• PROVIDED PASSAGE:
▽

Implementing Table Interfaces

By Jeff Smith on 19 May 2008 | Tags: Database Design , Table Design

Last time, we discussed Table inheritance, which allowed us to easily reduce redundancies in our table design by creating "base" or "super" tables that contain columns and relations that "sub-tables" automatically inherit.

That generally works well, but what if you just want to have several entities share a relation, but no common attributes? That is, the entities are not really the same type, and a base class wouldn't make a lot of sense. For example, suppose you are modeling Employees and Offices, and both entities can have multiple phone numbers that you'd like to store. Is there a simple way to create a data model for that without the need for redundant tables and code?

Table "Interfaces"

△

• DATASET RECORDS:
▽

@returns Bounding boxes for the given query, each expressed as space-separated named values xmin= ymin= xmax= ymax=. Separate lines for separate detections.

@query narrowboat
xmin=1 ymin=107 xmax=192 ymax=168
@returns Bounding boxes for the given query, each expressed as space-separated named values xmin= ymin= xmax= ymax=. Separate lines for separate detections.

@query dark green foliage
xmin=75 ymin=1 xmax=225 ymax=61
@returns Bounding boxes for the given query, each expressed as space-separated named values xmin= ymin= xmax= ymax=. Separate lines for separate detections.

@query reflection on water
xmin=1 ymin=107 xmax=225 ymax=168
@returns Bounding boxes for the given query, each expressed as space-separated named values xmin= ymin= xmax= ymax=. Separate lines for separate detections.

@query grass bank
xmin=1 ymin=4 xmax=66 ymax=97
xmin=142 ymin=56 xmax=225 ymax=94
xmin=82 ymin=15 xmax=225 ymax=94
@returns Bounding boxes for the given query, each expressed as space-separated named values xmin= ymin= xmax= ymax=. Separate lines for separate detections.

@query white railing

△
▽

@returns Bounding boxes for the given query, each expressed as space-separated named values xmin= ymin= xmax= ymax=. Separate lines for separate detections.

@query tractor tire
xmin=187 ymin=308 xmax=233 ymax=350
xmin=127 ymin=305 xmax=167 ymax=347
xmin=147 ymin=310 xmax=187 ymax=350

△
▽

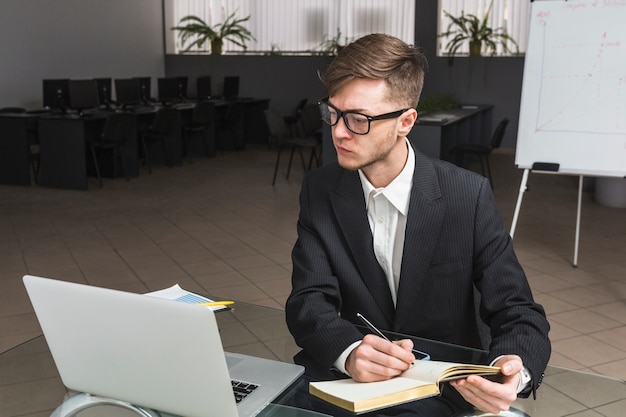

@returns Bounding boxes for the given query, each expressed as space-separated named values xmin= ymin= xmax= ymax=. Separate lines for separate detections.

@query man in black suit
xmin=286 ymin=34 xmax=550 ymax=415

△

• YOUR GOAL: In the passage on implementing table interfaces, which two entities illustrate sharing a relation without sharing attributes?

• EXERCISE SOLUTION: Employees and Offices.